===== Exercise materials =====

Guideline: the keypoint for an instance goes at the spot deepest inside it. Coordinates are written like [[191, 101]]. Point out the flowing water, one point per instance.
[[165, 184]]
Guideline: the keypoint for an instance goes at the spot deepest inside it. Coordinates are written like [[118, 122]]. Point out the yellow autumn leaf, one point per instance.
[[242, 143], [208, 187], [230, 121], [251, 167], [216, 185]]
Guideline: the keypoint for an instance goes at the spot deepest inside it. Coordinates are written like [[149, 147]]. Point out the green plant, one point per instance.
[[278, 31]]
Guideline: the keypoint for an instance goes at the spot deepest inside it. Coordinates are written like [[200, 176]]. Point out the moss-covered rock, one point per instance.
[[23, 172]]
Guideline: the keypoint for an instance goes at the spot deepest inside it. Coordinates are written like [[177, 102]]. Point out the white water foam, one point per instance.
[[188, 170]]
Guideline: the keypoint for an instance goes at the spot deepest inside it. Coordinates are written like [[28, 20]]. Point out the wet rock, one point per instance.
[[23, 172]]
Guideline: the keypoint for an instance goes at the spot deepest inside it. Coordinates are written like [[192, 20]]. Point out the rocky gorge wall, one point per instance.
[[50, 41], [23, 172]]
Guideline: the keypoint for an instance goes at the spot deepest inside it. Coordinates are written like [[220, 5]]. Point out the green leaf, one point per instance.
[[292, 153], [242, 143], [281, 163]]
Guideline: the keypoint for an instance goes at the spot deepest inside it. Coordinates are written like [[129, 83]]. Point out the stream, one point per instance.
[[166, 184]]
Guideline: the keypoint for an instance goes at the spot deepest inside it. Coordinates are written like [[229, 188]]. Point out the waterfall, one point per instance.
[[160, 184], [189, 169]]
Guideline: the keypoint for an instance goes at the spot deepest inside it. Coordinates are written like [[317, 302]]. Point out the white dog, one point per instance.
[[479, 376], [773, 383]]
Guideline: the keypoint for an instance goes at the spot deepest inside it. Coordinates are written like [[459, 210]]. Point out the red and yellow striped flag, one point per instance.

=====

• [Exercise details]
Reproduce every entry above word for word.

• [Written solution]
Guideline: the keypoint for an instance goes at the spot deepest inside it. Coordinates are written like [[191, 101]]. Point out the flowing water, one point per instance.
[[165, 184]]
Guideline: the keypoint for an instance goes at the spot deepest inside it. Coordinates are written like [[118, 122]]. Point out the yellow autumn leaf, one point per instance.
[[242, 143], [208, 187], [230, 121], [251, 167], [216, 185]]
Guideline: the keypoint for an instance goes at the spot deepest inside it. Coordinates are written like [[149, 147]]. Point out the green plant, one point per instance.
[[278, 31]]
Guideline: the keypoint for an instance goes at the spot deepest inside it. Coordinates are written like [[200, 176]]. Point out the moss-covered rock, one point per instance.
[[23, 172]]
Guideline: the keypoint for an instance goes at the spot deepest inside it. Coordinates are written like [[177, 102]]. Point out the white water foam, one point per instance.
[[188, 170]]
Guideline: the keypoint for an instance goes at the spot deepest inside it. Coordinates are written like [[28, 20]]. Point out the wet rock, one point per instance.
[[23, 172]]
Guideline: the keypoint for an instance goes at the spot deepest inside it. Coordinates are written like [[192, 20]]. Point out the rocky gorge wall, one point per instance.
[[50, 41], [23, 172]]
Guideline: the keypoint for an instance goes at the spot deepest inside it. Coordinates are written like [[220, 5]]. Point out the green leaf, one point per instance.
[[292, 153], [242, 143], [281, 163]]
Guideline: the keypoint for an instance goes at the spot deepest inside it. Coordinates are written like [[129, 83]]. Point out the stream, one point per instance.
[[166, 184]]
Guideline: the keypoint for an instance goes at the spot deepest inside it. Coordinates are written like [[229, 188]]. Point out the waterfall, one point per instance.
[[160, 184], [189, 169]]
Guideline: the keypoint for an instance goes at the spot deepest inside it. Coordinates are written like [[317, 302]]. Point out the white dog, one point per instance.
[[479, 376], [773, 383]]
Guideline: the keypoint for an instance goes at the spot deepest inside it. Coordinates are written like [[459, 210]]. Point out the red and yellow striped flag, one point per instance.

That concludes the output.